Your goal – All of the data that follows is to be printed exactly, without pictures.

Given records –
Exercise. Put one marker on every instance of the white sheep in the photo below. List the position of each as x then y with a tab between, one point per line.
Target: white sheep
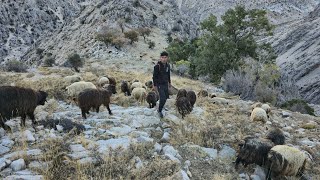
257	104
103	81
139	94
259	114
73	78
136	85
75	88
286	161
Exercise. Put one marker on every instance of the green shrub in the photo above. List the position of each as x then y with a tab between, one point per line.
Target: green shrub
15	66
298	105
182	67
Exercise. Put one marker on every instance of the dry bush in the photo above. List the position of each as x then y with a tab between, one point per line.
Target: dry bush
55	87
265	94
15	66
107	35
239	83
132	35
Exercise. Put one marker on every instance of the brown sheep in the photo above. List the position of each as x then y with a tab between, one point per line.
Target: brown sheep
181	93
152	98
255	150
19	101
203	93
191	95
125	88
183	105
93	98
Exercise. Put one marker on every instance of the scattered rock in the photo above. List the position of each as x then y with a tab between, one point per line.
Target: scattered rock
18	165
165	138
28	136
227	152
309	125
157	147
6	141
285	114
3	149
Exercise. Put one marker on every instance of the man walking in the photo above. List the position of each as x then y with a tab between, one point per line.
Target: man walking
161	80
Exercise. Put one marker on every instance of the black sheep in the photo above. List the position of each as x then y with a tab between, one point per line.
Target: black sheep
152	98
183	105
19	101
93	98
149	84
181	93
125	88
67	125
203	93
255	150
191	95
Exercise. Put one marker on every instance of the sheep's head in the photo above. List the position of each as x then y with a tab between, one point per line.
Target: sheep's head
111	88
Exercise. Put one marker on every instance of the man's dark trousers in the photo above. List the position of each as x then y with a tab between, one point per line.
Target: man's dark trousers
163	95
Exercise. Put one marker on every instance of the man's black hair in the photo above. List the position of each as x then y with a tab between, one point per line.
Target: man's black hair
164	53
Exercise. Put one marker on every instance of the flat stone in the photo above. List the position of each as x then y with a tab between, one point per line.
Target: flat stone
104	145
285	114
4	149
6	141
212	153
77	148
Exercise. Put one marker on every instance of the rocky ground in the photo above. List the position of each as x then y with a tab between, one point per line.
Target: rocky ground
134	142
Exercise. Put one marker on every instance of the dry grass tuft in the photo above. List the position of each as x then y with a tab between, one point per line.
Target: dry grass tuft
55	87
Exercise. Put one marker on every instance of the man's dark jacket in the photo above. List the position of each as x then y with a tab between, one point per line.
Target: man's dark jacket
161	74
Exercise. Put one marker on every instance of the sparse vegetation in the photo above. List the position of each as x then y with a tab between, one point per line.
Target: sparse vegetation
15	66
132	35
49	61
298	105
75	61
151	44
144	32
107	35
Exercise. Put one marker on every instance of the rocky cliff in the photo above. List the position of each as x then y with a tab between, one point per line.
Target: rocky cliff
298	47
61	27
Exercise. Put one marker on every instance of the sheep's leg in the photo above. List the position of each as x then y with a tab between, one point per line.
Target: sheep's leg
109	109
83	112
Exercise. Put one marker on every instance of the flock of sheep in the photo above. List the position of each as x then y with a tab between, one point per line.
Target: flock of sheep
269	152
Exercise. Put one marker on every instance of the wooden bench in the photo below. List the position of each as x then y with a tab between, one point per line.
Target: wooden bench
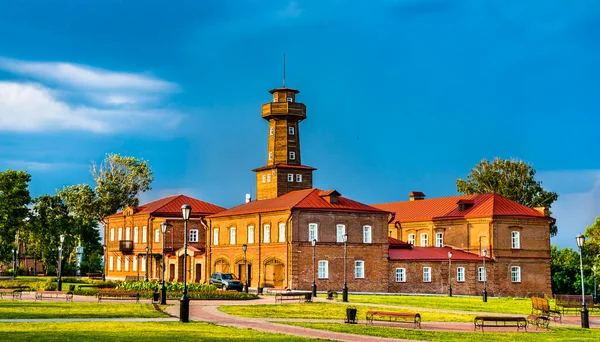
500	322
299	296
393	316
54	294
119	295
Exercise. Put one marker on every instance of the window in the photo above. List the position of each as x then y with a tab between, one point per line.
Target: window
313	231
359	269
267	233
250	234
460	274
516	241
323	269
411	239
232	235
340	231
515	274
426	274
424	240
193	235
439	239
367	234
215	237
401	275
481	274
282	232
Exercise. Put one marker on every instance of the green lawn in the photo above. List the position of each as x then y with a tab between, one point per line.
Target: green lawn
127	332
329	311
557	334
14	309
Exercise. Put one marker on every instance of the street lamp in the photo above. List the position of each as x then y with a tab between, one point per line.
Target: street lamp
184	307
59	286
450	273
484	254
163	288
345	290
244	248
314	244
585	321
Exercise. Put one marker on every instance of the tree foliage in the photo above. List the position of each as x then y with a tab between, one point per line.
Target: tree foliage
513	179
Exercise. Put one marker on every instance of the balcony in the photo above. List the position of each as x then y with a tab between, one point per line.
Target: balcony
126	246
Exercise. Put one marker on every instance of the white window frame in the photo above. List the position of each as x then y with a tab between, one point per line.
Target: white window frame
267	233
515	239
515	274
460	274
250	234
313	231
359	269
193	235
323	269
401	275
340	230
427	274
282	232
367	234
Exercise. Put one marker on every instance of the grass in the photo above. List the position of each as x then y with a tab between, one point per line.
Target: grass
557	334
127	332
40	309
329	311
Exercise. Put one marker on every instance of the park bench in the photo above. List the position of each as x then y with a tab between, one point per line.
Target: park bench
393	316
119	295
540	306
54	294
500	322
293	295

Expected output –
Exercise. Put one marker on every instance of the white sheep in the photo below. List the position of each as x then y with a tab between, one point per line.
Target: white sheep
257	104
103	81
139	94
259	114
73	78
136	85
75	88
286	161
Exercise. Put one marker on every instance of the green shrub in the photo above. List the position of each as x then y with a tab between, one point per line.
Target: green shrub
15	66
298	105
182	67
Exercise. Put one marker on every instance of the dry bush in the photo above. List the position of each as x then y with a tab between, one point per line.
Target: dry bush
55	87
265	94
15	66
107	35
239	83
132	35
Exercise. Put one marker on every instance of the brown sheep in the photo above. List the position of each as x then y with a tab between, one point per line.
Target: brown sheep
181	93
152	98
255	150
19	101
203	93
191	95
125	88
183	105
93	98
Exercise. Put one marker on every instance of the scattered rock in the photo above. List the position of each as x then y with a tab between, one point per line.
Target: scattered rock
18	165
165	138
28	136
227	152
309	125
157	147
6	141
285	114
3	149
Exercise. Put one marker on every instance of the man walking in the photo above. List the position of each as x then y with a tab between, one point per line.
Target: man walking
161	80
Exercise. Put one marker on every instance of the black sheep in the photo above. List the position of each as x then y with a tab between, one point per line.
Target: black sheep
152	98
183	105
19	101
93	98
149	84
181	93
125	88
67	125
203	93
255	150
191	95
Exercise. Put one marker on every instance of the sheep's head in the photo above. List the position of each as x then y with a tab between, one point per line.
Target: sheep's head
111	88
Exercise. Put one marker on every instance of the man's dark trousers in the photo above. List the position of each as x then y with a tab between, one point per line.
Target: man's dark trousers
163	95
Exercise. Put one marker on every instance of the man's black hair in the photo above. List the position of each as x then y with a tab between, one point per line.
Target: man's black hair
164	53
Exercise. Put one marker on every instance of the flat stone in the photo above. List the position of each as x then y with a tab between, one point per line.
Target: flat stone
104	145
285	114
4	149
6	141
212	153
77	148
Exercise. Put one marker on every instance of the rocky ground in the photo above. List the position of each as x then y with a tab between, one point per line.
Target: rocky ground
134	142
Exercise. Put one marker on every instance of the dry grass tuft in the photo above. List the position of each as x then y with a tab between, one point per line.
Target: dry grass tuft
55	87
Exercise. Put one marker on every instance of the man's dark jacket in the photo above. List the position of each as x then y with a tab between, one point per line.
Target: man's dark jacket
161	74
Exercise. Put one marker on every instance of the sparse vegetation in the photo above. List the position of each as x then y with a tab between, one point per line.
Target: sparse vegetation
15	66
132	35
49	61
298	105
75	61
151	44
144	32
107	35
Exercise. Put one marker on every instance of the rocky cliff in the photo above. List the position of each as x then y with a tab between, one point per line.
Target: rocky cliff
298	47
61	27
Exercise. Put one marker on every instance of the sheep's leg in the photo above. List the position of each as x then y with a tab between, one point per line.
Target: sheep's leg
109	109
83	112
Exercise. Put one marker on every instance of the flock of sheep in the photo above. List the position of each as x then y with a tab between, one point per line.
Target: flock of sheep
269	152
Exercise. Put one marker on every instance of the wooden bench in the photo below. List the position of each as x then y with a tab between, one point per line.
Target: wooden bench
500	322
299	296
393	316
54	294
119	295
Exercise. Put one marker on every instance of the window in the photo above. List the position of each as x then y with a tab between, one point per line.
Target: window
313	231
359	269
267	233
250	234
460	274
516	241
323	269
411	239
232	235
340	231
515	274
426	274
424	240
193	235
439	239
367	234
215	237
401	275
481	274
282	232
Exercise. Put one marker on every instance of the green lawn in the photo above. List the position of each as x then y with a tab between, one point per line.
Target: green lawn
127	332
329	311
557	334
14	309
Exercise. Put one marker on every instance of the street lamp in the photo above. List the position of each as x then y with a tab between, one point per line.
Target: street lamp
184	307
59	286
450	273
484	254
163	288
345	290
244	248
314	244
585	321
Exercise. Put one marker on every instance of the tree foliage in the photo above. List the position of each as x then y with a tab between, one point per line.
Target: tree foliage
513	179
Exercise. Put one marker on every instance of the balcony in the photo above. List the position of each as x then y with a tab between, one point per line.
Target: balcony
126	246
Exercise. Put one marker on every instance of the white window frame in the photo above. List the position of each as x then y with a tab between, one point per line.
Target: white window frame
267	233
515	239
515	274
460	274
250	234
313	231
359	269
193	235
323	269
401	275
340	230
427	274
282	232
367	234
Exercise. Put one marker on every instance of the grass in the photo above. List the position of each as x then y with a tab between, one point per line.
Target: grass
557	334
127	332
40	309
329	311
Exercise. Put one marker on every instance of the park bench in the photo above. List the position of each as x then y with a tab between, one point per line.
Target: park bench
393	316
119	295
540	306
54	294
500	322
293	295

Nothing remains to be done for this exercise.